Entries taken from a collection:
◇ ◇ ◇

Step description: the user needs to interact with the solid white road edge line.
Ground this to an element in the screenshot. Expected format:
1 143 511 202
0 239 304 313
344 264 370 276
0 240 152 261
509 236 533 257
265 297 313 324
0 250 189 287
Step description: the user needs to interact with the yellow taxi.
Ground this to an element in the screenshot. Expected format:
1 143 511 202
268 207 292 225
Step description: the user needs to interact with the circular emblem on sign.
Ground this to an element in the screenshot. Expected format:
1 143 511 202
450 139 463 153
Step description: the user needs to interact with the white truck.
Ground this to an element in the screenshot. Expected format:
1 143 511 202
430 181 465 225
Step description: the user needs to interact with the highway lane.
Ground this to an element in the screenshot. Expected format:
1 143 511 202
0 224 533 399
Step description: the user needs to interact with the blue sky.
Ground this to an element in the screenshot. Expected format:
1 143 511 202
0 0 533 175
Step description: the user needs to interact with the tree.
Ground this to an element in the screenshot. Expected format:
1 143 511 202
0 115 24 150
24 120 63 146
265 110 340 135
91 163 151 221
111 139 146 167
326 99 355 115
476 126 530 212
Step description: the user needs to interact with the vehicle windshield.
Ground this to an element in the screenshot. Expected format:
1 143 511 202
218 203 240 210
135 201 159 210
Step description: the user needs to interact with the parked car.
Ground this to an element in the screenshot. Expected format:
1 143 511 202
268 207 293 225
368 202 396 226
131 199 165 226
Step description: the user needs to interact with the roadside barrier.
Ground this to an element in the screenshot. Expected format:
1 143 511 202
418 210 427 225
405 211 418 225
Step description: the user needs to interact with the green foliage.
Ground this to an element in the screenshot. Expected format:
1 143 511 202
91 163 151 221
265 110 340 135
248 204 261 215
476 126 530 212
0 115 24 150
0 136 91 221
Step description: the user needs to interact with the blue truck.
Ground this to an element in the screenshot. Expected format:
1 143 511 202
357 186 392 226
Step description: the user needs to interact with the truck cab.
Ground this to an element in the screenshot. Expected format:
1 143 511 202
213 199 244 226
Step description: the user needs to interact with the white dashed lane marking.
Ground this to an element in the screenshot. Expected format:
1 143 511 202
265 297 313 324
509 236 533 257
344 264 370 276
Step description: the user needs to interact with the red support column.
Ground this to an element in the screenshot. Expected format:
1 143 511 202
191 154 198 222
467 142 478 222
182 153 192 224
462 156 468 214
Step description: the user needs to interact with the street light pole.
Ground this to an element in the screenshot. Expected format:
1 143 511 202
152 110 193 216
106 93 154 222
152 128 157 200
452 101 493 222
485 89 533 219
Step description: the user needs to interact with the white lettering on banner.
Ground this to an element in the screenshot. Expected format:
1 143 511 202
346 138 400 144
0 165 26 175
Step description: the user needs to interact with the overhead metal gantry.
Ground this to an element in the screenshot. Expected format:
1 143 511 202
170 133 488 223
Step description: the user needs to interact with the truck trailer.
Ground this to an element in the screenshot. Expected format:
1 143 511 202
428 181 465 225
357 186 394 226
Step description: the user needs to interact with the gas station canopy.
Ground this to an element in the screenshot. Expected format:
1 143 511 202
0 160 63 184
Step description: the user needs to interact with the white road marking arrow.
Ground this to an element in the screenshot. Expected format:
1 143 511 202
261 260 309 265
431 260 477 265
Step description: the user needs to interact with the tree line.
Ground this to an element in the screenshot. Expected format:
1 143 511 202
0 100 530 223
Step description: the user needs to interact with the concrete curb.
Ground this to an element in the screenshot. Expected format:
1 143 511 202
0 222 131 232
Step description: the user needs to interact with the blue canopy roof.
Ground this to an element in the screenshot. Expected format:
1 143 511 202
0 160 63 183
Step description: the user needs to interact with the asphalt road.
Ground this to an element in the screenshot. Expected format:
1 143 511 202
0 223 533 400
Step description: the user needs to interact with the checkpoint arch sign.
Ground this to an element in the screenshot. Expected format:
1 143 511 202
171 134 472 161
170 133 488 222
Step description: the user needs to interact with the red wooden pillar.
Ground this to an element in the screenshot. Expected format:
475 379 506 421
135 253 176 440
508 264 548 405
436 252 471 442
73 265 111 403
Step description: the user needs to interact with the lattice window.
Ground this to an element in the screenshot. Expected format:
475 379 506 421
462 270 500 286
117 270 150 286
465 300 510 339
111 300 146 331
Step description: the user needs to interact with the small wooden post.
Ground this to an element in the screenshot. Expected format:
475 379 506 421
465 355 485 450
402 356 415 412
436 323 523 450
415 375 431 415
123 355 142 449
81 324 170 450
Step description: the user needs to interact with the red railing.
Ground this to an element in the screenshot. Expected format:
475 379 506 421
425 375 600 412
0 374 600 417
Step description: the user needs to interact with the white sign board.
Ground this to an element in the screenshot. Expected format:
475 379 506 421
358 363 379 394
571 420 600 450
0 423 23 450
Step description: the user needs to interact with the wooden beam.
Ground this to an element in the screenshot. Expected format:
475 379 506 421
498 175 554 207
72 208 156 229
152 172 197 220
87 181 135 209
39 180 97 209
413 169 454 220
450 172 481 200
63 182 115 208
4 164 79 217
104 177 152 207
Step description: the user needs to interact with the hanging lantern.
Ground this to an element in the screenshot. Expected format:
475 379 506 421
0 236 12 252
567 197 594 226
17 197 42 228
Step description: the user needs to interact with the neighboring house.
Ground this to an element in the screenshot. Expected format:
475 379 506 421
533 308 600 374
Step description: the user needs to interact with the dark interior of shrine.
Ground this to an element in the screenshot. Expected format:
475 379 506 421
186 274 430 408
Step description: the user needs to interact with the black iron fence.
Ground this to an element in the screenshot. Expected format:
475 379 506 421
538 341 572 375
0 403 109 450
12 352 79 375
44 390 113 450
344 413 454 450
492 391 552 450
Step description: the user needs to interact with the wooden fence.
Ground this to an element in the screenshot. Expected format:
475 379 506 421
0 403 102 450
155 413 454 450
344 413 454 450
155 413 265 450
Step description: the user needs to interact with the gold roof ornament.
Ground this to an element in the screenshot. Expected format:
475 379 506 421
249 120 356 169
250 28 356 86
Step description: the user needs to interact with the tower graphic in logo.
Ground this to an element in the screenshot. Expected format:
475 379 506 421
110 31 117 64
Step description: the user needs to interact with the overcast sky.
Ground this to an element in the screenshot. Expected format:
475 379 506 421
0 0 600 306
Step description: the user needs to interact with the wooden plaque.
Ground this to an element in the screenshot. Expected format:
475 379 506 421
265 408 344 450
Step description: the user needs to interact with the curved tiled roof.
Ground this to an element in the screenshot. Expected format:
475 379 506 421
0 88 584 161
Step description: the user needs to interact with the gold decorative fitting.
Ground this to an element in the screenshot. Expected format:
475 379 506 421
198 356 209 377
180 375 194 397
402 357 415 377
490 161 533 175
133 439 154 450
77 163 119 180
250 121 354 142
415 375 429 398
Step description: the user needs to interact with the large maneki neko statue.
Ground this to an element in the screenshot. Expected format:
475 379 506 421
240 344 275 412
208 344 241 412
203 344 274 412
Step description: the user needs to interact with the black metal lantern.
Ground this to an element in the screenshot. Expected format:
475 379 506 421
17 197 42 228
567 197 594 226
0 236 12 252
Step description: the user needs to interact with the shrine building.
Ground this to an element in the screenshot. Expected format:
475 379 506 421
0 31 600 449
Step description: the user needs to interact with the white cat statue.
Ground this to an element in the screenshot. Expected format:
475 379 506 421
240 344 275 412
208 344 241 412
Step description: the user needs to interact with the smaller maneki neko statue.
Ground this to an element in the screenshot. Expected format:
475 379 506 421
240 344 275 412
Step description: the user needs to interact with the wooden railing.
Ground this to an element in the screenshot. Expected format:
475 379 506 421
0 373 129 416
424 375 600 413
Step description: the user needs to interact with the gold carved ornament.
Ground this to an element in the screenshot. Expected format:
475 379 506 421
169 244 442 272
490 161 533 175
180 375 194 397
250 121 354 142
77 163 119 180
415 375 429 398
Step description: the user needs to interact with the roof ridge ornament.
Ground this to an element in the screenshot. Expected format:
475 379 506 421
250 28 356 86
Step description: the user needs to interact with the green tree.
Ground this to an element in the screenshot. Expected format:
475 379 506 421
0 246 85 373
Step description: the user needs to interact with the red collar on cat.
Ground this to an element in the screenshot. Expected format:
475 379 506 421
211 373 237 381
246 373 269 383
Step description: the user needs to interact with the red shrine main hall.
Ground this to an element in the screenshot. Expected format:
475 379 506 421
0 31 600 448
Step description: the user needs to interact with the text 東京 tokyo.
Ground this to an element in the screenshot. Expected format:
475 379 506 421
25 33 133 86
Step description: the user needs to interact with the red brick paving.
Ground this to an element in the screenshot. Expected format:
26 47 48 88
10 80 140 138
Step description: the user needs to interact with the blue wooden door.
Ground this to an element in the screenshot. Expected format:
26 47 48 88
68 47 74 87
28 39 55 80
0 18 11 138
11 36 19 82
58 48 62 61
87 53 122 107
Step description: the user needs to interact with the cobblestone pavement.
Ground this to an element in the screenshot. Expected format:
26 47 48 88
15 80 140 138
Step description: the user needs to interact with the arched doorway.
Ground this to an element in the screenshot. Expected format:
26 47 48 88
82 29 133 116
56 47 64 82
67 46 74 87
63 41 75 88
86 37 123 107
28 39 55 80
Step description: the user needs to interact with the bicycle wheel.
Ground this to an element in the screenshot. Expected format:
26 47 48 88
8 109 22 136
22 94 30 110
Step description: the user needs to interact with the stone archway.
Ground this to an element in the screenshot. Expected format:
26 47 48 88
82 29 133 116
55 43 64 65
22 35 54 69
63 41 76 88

◇ ◇ ◇

# Problem requirements
Give the lines between the one containing "the white truck." and the one containing "0 224 533 399", inclusive, as a JSON list of strings with one string per line and blank lines left out.

# Solution to the exercise
[
  "Step description: the user needs to interact with the white truck.",
  "Ground this to an element in the screenshot. Expected format:",
  "1 143 511 202",
  "430 181 465 225",
  "Step description: the user needs to interact with the highway lane.",
  "Ground this to an element in the screenshot. Expected format:",
  "1 143 511 202",
  "0 224 533 399"
]